### Что нужно сделать
Подсчитайте строки в записях ниже, где встречается слово «lake», учитывая регистр букв. В ответе укажите только число.

### Записи данных
..............................

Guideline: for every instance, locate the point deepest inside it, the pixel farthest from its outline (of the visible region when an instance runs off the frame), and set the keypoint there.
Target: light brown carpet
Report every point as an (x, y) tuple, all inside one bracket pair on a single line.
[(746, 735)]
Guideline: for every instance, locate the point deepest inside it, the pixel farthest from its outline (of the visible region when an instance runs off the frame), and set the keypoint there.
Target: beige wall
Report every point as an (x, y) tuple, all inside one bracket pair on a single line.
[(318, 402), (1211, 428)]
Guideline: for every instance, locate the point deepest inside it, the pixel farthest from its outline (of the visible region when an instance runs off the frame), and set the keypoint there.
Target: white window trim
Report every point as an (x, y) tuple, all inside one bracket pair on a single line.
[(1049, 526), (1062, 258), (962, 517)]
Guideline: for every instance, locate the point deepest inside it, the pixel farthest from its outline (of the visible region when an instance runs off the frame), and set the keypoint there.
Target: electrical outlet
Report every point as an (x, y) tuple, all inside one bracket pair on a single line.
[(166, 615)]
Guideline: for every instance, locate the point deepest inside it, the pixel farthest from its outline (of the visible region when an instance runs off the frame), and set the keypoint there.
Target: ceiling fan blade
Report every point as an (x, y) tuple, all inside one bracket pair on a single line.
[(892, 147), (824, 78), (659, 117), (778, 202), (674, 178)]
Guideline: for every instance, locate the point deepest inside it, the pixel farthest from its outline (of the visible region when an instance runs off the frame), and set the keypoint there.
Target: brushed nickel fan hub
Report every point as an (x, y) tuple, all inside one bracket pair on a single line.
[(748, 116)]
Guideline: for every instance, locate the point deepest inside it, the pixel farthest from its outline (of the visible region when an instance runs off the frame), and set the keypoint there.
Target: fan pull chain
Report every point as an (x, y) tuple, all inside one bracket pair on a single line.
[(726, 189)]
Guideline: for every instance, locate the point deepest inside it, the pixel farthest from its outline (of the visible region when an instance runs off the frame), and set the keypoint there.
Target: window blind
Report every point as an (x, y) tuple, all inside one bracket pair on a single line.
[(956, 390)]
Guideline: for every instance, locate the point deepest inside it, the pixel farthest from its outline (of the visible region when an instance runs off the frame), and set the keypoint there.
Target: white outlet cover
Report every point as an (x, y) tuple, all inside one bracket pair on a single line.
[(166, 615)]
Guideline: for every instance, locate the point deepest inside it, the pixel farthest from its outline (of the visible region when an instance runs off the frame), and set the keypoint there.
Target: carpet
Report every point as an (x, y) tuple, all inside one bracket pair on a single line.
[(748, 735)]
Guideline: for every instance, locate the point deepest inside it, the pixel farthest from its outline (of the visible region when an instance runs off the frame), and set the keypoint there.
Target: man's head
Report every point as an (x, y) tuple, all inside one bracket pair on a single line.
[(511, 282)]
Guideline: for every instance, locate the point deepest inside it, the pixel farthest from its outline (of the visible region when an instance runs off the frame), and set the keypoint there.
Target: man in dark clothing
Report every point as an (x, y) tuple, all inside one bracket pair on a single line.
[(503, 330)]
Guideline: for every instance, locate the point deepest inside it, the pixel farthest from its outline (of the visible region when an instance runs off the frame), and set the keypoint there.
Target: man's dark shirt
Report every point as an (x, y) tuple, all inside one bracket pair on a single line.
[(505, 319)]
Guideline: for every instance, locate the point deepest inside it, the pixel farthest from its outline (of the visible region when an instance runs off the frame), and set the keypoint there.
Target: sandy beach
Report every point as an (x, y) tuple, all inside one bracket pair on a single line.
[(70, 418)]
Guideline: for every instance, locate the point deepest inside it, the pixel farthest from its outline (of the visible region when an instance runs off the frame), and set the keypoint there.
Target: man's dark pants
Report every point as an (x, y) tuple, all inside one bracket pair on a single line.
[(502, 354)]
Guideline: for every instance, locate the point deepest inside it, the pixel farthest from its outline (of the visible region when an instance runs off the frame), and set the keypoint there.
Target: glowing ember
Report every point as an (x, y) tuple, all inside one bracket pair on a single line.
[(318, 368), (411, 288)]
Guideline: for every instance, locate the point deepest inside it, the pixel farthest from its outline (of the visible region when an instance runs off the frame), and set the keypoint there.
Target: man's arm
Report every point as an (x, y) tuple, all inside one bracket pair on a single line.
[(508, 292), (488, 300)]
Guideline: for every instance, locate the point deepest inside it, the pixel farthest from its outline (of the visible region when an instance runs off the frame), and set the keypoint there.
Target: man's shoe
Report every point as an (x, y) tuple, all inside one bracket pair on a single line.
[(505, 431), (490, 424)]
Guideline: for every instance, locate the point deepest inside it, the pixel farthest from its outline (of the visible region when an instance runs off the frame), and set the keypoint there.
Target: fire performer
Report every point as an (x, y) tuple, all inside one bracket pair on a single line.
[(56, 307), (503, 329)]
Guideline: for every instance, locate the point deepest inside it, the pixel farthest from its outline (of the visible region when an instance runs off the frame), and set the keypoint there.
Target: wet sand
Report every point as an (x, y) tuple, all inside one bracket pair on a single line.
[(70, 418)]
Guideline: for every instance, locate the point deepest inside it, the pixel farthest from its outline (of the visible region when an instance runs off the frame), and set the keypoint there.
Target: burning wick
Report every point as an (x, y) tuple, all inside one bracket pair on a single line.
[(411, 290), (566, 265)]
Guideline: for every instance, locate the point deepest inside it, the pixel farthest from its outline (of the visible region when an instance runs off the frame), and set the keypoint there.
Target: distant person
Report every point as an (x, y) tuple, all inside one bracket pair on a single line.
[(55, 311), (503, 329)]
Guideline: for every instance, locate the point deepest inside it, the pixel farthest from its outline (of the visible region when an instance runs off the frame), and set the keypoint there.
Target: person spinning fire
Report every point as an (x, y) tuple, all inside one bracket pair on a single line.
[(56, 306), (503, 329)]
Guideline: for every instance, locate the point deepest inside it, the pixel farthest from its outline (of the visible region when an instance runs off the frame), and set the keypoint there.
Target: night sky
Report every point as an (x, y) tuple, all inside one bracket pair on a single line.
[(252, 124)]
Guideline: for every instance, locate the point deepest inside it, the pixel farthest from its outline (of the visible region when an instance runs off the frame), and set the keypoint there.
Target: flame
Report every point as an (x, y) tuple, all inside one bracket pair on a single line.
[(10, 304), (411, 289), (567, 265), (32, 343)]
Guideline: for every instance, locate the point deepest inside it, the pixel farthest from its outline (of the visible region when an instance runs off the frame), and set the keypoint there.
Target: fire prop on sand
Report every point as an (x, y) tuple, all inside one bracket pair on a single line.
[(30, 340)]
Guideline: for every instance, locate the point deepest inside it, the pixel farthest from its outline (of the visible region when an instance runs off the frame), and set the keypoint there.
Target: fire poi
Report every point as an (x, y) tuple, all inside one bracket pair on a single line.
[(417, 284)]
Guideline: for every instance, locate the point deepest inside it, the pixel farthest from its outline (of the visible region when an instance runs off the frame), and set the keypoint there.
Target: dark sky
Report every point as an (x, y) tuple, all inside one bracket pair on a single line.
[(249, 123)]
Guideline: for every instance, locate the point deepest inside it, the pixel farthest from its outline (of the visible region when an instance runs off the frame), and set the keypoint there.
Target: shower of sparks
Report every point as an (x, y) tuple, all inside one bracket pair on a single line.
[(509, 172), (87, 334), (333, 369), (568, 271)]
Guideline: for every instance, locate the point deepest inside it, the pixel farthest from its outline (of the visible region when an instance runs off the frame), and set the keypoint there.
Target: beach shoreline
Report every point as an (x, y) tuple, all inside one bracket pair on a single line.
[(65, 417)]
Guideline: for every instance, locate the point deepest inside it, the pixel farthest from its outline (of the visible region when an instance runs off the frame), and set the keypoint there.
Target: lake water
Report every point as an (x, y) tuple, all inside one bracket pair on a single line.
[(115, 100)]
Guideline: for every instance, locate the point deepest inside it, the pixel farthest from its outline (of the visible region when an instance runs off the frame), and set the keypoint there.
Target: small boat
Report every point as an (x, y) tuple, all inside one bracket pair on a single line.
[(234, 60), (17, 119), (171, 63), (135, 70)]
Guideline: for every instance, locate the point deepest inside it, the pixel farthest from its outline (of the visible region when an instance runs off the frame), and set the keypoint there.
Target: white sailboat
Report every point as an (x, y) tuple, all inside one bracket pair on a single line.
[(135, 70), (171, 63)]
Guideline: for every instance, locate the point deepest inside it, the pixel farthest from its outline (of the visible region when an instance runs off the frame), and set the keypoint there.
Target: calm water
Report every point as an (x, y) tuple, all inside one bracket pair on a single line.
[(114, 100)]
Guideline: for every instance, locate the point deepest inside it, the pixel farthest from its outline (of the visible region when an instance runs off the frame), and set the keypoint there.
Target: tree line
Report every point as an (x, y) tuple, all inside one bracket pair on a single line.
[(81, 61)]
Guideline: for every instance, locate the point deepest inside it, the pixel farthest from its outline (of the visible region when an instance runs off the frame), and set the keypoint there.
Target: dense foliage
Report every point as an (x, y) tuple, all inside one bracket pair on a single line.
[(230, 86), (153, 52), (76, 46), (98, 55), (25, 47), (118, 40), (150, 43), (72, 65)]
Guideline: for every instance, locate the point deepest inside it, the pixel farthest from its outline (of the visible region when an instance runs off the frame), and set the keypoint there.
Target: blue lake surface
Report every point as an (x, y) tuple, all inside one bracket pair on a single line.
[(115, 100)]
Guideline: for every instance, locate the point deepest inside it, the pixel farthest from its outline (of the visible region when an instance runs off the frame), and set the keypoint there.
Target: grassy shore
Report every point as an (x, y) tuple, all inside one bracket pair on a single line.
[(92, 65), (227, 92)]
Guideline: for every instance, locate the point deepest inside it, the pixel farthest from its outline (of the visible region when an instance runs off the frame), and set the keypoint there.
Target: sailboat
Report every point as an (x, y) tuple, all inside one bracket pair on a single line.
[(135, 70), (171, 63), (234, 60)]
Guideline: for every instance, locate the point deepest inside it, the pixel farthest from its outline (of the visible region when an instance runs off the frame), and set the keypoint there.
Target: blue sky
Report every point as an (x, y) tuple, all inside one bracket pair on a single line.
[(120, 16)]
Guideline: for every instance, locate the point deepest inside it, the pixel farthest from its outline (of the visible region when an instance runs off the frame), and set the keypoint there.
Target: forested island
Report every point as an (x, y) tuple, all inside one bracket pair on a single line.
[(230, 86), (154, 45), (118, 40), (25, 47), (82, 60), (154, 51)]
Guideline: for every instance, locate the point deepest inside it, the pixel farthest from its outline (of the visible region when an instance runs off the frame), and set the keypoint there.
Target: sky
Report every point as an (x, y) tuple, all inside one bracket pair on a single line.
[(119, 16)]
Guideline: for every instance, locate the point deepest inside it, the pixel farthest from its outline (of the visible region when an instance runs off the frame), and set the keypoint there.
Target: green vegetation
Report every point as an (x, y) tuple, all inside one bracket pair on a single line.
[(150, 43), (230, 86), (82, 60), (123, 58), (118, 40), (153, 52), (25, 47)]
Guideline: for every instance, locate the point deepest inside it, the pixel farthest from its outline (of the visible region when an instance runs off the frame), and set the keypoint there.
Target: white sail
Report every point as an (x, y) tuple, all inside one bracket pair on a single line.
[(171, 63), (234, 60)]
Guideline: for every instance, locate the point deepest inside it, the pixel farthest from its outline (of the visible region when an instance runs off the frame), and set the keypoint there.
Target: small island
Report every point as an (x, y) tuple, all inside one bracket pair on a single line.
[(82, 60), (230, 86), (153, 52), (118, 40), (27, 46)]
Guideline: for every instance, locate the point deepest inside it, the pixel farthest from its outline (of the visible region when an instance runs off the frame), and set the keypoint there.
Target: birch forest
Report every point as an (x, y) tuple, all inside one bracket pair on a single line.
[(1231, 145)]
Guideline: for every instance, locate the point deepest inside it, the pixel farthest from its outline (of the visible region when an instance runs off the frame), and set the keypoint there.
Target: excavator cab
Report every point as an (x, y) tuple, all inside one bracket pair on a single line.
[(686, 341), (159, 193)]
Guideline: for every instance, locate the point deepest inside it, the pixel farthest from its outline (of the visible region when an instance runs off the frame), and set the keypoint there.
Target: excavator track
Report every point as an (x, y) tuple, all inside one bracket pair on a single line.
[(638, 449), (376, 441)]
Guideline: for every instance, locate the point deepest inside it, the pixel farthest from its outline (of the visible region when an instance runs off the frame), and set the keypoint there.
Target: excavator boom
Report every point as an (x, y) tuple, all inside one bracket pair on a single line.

..............................

### Ответ к заданию
2